## Exercise goal
Emit a verbatim copy of the lines running from the line with "target | blurred green leaf" through the end of the material below.

## Material
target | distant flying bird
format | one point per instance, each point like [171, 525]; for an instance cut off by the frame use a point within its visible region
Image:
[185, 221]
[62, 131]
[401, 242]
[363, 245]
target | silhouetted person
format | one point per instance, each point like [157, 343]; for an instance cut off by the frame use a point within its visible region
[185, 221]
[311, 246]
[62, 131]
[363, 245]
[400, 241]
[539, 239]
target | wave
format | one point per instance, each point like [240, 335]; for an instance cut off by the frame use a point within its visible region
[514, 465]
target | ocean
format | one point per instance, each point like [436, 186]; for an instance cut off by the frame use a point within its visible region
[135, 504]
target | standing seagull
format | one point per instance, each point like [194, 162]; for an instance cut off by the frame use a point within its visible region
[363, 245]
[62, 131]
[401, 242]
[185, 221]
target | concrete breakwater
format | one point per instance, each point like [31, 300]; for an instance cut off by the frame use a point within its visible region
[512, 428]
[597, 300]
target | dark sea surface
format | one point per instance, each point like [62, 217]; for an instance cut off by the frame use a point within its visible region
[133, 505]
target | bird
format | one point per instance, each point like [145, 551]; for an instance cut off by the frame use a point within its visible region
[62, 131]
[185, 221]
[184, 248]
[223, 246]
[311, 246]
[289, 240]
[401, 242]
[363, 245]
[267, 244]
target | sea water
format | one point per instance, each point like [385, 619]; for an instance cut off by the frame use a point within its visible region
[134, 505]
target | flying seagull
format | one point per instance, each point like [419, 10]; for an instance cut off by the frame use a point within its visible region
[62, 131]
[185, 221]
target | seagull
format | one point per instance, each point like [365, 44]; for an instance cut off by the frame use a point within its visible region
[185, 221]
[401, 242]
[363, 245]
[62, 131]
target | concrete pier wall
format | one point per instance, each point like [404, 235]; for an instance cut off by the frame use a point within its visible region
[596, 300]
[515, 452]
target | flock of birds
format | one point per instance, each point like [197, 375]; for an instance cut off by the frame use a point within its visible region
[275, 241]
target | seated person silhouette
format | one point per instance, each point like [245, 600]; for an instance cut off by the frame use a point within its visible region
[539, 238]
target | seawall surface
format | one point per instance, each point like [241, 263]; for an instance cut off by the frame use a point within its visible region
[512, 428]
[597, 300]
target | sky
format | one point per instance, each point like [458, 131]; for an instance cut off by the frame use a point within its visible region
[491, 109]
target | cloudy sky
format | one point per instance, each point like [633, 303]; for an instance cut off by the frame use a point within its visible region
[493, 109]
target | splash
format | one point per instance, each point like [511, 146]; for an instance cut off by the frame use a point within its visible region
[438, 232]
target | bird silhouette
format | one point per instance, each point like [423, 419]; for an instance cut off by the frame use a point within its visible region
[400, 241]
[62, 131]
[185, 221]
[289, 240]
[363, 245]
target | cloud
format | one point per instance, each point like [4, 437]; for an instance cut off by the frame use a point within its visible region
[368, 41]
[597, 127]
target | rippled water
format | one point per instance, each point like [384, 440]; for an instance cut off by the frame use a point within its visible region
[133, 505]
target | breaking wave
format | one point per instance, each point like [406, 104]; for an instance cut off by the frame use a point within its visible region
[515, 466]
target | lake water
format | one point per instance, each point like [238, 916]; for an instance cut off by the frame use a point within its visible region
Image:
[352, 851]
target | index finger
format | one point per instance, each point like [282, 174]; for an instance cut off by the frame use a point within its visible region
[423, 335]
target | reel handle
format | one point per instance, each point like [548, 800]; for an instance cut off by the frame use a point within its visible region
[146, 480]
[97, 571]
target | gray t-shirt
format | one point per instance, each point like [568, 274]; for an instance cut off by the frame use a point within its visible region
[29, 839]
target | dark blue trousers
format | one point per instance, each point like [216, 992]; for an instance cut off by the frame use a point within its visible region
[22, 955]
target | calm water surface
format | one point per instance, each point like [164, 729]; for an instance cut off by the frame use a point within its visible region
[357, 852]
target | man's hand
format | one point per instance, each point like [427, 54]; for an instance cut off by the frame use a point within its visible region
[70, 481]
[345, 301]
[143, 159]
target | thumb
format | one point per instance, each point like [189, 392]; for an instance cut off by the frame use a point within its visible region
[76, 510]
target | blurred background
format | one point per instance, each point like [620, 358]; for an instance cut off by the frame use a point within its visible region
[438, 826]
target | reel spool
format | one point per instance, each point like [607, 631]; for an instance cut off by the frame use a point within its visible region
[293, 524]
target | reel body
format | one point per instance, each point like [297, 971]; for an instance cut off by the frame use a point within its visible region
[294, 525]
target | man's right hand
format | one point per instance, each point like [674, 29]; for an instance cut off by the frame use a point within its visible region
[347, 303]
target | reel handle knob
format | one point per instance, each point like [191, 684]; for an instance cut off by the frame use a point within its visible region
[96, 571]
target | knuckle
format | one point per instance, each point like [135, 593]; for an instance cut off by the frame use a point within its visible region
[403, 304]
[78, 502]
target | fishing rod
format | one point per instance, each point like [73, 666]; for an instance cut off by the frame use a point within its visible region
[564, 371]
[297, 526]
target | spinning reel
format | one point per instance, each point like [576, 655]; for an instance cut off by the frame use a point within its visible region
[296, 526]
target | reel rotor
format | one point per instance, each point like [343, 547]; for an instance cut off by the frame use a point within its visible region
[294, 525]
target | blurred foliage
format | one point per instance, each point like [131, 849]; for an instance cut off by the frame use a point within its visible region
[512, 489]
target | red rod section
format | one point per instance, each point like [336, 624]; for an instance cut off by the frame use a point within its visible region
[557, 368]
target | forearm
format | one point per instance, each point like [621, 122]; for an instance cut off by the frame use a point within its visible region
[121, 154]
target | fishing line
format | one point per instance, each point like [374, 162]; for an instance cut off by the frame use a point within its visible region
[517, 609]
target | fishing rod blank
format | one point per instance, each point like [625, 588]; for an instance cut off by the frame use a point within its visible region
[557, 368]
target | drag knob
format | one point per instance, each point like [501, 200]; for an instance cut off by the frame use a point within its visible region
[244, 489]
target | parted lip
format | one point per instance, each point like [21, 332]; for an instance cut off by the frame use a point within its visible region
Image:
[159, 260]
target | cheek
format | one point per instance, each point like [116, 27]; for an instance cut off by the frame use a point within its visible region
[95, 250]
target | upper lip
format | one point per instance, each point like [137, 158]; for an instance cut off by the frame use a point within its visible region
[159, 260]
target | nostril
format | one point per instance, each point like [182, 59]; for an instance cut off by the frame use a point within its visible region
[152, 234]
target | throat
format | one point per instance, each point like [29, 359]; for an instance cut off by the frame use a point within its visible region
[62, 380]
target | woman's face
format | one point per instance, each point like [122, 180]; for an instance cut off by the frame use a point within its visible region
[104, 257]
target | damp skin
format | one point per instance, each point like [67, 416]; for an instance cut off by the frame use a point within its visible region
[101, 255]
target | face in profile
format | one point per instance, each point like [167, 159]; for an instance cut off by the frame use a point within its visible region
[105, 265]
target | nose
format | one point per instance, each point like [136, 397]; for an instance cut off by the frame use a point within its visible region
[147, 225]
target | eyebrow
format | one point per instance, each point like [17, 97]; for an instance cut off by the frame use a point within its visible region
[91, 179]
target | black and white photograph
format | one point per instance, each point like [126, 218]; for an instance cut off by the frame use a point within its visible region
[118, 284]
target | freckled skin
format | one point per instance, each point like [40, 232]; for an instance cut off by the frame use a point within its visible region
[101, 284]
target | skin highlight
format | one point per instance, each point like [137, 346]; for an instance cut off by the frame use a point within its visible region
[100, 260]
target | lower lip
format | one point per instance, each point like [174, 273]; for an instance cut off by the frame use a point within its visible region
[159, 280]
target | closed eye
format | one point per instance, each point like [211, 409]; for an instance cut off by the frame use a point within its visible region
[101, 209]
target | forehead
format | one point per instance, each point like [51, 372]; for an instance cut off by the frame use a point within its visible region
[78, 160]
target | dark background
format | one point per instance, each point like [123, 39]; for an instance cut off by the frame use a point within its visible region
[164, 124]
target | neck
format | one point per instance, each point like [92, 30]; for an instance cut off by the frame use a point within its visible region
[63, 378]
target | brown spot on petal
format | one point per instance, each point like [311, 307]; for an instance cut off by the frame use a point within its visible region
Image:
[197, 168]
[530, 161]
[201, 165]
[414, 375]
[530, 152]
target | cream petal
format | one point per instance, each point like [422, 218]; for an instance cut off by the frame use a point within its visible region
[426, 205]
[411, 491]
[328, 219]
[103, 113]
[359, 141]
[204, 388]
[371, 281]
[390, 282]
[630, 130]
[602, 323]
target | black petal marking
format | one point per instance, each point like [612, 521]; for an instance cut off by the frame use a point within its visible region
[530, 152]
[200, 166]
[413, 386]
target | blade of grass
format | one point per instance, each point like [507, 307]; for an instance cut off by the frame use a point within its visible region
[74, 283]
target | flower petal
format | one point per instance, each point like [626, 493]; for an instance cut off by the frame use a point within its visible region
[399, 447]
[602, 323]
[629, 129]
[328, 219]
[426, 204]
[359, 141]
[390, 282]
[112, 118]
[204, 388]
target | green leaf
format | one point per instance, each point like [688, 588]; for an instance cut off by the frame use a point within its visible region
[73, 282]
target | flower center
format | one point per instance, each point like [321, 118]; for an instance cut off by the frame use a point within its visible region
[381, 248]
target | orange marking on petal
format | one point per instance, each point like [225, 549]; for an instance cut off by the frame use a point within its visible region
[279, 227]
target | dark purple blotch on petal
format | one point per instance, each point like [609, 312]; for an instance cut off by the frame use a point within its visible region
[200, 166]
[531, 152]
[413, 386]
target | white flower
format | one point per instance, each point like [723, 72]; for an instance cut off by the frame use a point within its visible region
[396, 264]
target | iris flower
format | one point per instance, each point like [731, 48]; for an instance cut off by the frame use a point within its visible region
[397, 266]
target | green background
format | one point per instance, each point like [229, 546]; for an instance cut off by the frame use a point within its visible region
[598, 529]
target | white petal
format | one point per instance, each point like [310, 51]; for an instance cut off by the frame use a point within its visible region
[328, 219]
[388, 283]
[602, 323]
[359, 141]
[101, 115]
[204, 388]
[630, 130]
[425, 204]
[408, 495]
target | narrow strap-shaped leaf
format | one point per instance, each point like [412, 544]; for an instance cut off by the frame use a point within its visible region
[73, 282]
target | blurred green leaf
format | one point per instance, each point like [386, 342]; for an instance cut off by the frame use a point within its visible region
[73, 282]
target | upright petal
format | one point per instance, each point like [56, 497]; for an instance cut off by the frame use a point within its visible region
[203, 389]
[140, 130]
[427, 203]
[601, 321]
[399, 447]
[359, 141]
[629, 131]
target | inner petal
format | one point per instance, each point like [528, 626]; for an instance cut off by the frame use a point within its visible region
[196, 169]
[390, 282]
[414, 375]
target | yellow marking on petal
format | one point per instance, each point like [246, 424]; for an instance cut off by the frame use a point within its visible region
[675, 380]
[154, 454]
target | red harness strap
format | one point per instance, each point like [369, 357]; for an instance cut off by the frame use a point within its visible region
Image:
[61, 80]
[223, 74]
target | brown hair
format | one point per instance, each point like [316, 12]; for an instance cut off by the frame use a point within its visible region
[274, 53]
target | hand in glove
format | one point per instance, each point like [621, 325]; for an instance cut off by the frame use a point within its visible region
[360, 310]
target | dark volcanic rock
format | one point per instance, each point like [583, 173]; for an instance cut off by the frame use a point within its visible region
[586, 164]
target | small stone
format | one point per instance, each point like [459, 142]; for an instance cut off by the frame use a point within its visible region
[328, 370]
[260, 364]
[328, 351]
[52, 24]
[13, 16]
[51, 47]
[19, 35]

## Result for this task
target | blurred green leaf
format | one point per instance, each point like [386, 342]; for an instance cut off by the frame use a point within its visible region
[73, 282]
target | upright petal
format | one point per instance, each point like [56, 497]; for an instance cut off by the frame use a point within its visible region
[203, 389]
[140, 130]
[427, 203]
[601, 321]
[399, 447]
[359, 141]
[629, 131]
target | inner petal
format | one point per instance, each point like [528, 626]; for an instance cut off by the frame use a point within its visible region
[196, 169]
[390, 282]
[414, 375]
target | yellow marking on petal
format | one point per instance, each point like [246, 424]; for an instance cut off by the frame use a point within its visible region
[675, 380]
[154, 454]
target | red harness strap
format | one point per instance, each point like [369, 357]; for an instance cut off by the frame use a point within its visible region
Image:
[61, 80]
[223, 74]
target | brown hair
format | one point per instance, each point like [316, 12]; for an instance cut off by the frame use a point within its visible region
[274, 53]
target | hand in glove
format | one point per instance, each point like [621, 325]; for an instance cut off by the frame use a point within its visible region
[360, 310]
target | dark volcanic rock
format | one point per instance, each point like [583, 173]; for an instance cut off by the frame use a point within its visible region
[586, 164]
target | small stone
format | one point per instance, each point like [459, 142]; for an instance cut off by the frame use a point within its visible region
[328, 370]
[260, 364]
[328, 351]
[52, 24]
[13, 16]
[51, 47]
[19, 35]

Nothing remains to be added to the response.